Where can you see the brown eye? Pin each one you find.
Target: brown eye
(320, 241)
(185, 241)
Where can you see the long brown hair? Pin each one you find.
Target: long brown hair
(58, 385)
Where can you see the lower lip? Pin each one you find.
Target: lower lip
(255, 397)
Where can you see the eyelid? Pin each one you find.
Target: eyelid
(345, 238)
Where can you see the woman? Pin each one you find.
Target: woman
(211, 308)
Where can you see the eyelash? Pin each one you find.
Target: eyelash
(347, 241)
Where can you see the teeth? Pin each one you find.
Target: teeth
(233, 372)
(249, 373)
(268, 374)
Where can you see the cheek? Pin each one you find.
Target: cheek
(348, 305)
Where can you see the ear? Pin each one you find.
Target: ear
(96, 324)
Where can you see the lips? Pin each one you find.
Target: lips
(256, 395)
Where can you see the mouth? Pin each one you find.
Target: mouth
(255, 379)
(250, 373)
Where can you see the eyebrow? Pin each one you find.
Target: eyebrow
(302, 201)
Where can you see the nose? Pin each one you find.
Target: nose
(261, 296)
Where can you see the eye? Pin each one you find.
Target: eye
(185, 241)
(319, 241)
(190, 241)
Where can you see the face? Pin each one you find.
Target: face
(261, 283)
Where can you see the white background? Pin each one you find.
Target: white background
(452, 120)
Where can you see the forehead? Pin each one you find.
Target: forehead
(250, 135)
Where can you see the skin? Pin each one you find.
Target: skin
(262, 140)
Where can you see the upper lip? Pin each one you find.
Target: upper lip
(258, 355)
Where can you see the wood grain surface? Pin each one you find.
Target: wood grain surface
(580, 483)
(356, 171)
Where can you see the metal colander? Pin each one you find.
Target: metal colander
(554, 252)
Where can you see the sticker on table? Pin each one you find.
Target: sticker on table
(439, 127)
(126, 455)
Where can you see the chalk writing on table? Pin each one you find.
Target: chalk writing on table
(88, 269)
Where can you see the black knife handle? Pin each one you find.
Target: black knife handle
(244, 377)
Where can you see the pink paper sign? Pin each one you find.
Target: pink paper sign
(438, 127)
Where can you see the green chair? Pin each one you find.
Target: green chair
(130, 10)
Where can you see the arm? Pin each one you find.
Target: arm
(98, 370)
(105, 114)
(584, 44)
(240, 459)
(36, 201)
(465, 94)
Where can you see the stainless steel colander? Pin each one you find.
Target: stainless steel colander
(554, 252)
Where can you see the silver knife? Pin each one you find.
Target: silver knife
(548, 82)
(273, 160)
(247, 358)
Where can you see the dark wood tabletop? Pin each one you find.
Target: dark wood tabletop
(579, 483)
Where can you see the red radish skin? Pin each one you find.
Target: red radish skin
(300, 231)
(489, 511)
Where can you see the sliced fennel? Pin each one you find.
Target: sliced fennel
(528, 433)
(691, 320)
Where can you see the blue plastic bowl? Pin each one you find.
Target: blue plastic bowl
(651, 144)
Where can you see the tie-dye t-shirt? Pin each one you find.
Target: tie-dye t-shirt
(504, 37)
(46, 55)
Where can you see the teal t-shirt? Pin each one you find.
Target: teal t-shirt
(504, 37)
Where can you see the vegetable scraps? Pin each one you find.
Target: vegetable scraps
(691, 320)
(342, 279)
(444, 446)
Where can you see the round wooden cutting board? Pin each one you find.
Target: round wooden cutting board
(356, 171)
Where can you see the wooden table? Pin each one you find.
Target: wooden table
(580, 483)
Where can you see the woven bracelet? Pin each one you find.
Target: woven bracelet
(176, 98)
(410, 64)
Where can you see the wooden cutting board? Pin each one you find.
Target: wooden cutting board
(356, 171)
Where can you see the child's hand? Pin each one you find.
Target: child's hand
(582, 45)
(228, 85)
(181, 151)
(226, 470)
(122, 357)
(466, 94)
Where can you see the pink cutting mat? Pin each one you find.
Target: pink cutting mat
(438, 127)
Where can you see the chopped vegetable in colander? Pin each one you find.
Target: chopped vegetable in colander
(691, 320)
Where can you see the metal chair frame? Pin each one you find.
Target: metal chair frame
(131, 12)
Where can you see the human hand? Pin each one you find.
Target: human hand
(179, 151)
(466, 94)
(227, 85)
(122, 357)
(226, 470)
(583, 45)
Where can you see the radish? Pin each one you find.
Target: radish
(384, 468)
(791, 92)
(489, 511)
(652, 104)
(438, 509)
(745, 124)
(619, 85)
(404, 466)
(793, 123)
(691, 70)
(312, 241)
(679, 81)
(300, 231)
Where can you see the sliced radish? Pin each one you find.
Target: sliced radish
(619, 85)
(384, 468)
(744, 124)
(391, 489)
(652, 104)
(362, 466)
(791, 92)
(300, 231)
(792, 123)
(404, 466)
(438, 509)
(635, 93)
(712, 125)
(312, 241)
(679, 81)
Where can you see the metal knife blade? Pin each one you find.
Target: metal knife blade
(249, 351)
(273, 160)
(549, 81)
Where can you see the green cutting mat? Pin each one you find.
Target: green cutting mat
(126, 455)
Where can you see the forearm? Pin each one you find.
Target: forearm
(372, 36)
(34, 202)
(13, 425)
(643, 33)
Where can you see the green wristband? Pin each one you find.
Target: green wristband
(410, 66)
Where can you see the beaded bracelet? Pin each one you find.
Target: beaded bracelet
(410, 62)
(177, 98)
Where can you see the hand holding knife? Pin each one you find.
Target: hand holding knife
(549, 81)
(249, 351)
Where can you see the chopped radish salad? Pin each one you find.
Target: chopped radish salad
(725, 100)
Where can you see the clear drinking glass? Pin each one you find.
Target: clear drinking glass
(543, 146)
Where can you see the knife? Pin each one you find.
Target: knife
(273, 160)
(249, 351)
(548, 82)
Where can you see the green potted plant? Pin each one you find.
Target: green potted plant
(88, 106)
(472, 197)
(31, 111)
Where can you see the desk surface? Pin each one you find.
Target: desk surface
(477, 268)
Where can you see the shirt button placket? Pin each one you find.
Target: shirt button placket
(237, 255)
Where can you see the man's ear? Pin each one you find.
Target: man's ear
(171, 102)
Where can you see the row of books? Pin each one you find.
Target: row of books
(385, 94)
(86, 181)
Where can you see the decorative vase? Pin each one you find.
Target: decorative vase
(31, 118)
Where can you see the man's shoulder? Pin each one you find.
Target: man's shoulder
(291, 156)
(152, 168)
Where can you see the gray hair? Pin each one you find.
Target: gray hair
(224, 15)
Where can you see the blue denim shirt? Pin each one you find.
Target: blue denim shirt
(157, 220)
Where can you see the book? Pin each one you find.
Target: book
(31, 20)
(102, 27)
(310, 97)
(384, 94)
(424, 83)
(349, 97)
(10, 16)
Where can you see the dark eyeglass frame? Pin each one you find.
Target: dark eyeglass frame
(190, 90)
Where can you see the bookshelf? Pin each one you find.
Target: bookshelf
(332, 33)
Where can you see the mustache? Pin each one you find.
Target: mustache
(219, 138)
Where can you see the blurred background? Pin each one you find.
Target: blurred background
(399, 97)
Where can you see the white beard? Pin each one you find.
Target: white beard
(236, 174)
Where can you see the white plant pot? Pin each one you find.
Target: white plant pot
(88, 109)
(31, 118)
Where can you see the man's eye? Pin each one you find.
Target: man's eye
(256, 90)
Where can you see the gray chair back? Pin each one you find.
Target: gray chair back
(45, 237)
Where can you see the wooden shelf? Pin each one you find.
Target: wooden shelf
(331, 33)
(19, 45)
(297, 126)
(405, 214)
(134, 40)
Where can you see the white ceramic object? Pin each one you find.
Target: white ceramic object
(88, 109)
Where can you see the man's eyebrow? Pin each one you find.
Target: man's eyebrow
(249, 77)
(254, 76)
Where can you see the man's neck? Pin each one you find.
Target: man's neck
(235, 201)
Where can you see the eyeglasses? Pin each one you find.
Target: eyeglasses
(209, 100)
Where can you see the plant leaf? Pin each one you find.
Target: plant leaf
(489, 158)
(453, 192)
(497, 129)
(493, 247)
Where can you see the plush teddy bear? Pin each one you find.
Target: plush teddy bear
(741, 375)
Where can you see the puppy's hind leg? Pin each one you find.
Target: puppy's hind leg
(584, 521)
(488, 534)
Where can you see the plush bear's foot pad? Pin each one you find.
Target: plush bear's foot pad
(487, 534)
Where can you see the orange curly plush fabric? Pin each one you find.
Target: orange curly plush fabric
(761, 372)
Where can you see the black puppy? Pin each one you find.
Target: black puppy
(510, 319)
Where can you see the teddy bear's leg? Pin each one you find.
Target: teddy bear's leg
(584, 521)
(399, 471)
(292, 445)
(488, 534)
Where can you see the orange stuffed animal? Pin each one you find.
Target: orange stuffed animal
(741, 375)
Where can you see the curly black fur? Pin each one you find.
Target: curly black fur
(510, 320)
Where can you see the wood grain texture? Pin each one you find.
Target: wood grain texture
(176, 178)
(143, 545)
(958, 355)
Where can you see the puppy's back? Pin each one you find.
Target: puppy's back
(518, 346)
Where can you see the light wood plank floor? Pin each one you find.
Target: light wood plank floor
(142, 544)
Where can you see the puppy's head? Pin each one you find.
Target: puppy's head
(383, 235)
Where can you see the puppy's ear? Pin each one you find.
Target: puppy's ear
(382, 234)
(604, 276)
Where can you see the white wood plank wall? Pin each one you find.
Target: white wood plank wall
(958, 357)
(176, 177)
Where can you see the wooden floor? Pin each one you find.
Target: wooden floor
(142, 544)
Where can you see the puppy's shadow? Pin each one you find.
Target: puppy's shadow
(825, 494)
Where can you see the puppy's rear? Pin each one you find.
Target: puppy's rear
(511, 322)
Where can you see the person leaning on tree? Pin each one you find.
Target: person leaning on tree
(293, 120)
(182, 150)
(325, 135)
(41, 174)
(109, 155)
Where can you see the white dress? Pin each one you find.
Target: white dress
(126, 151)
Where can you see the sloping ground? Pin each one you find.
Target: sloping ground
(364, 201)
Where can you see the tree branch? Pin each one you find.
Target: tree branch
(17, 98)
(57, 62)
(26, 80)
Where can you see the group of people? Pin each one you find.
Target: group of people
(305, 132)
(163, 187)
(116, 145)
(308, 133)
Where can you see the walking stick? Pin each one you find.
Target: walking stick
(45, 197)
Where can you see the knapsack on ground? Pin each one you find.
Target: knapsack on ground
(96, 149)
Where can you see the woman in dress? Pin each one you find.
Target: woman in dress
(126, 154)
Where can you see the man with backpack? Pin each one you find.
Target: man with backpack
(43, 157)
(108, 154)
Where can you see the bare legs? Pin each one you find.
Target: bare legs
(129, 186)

* * * * * * * * *

-- Work instructions --
The required output is the set of lines from the first line of the data through the line that contains "Where can you see the teeth?", transcribed exactly.

-- Response below --
Where can you see the brown eye? Pin each one you find.
Target: brown eye
(320, 241)
(185, 241)
Where can you see the long brown hair? Pin each one you find.
Target: long brown hair
(58, 385)
Where can you see the lower lip? Pin each one you find.
Target: lower lip
(255, 397)
Where can you see the eyelid? Pin each one you find.
Target: eyelid
(345, 238)
Where can you see the woman? Pin each one you find.
Target: woman
(211, 308)
Where can you see the eyelash? Pin each one you find.
Target: eyelash
(347, 241)
Where can you see the teeth? Pin each one you find.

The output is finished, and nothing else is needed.